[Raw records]
start
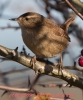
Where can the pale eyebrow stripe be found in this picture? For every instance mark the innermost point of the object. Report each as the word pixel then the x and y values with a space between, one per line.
pixel 31 16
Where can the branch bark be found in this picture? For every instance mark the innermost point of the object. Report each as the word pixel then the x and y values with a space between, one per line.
pixel 42 67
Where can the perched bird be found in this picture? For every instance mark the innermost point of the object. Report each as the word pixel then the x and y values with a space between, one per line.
pixel 42 36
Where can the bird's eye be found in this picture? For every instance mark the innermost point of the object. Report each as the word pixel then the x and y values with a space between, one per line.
pixel 26 19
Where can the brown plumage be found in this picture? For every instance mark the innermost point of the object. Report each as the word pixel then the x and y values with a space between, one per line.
pixel 42 36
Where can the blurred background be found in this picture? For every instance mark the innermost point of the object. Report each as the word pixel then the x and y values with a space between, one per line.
pixel 16 75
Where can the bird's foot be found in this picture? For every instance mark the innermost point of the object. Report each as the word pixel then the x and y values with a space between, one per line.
pixel 33 61
pixel 60 64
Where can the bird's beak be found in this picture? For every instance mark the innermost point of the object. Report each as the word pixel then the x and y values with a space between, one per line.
end
● WORK TO DO: Convert the material above into a JSON array of strings, one string per line, skipping blank lines and omitting the pictures.

● EXERCISE ANSWER:
[
  "Where can the pale eyebrow stripe be found in this picture? For every instance mark the innermost point of the object. Report each as the word pixel then the x and y values with a space between, one per line.",
  "pixel 31 16",
  "Where can the branch bark be found in this picture? For every instance mark the innermost point of the object. Report each as the word pixel then the x and y values with a space between, one per line.",
  "pixel 42 67",
  "Where can the perched bird be found in this picture? For every instance mark the innermost point of the object. Report each as the word pixel then the x and y values with a space between, one per line.",
  "pixel 42 36",
  "Where can the bird's eye be found in this picture? For every instance mark the innermost point of the object. Report each as the word pixel then the x and y values with a space between, one per line.",
  "pixel 26 19",
  "Where can the brown plumage be found in this picture? For every instance mark the innermost point of the object. Report each as the word pixel then the x and y values with a space between, one per line.",
  "pixel 42 36",
  "Where can the blurred background be found in this picture? For every instance mark the innermost point of the object. Report each as the word pixel then the x and y values with a space between, one per line.",
  "pixel 16 75",
  "Where can the bird's foot be found in this picture? For every instance mark the innermost point of the object. Report each as the word pixel then the x and y values with a space between, one per line.",
  "pixel 33 61",
  "pixel 60 64",
  "Where can the bird's beak be found in this picture? For every instance mark the innermost point of the object. Report each as the word pixel then the x and y values with a space between, one per line."
]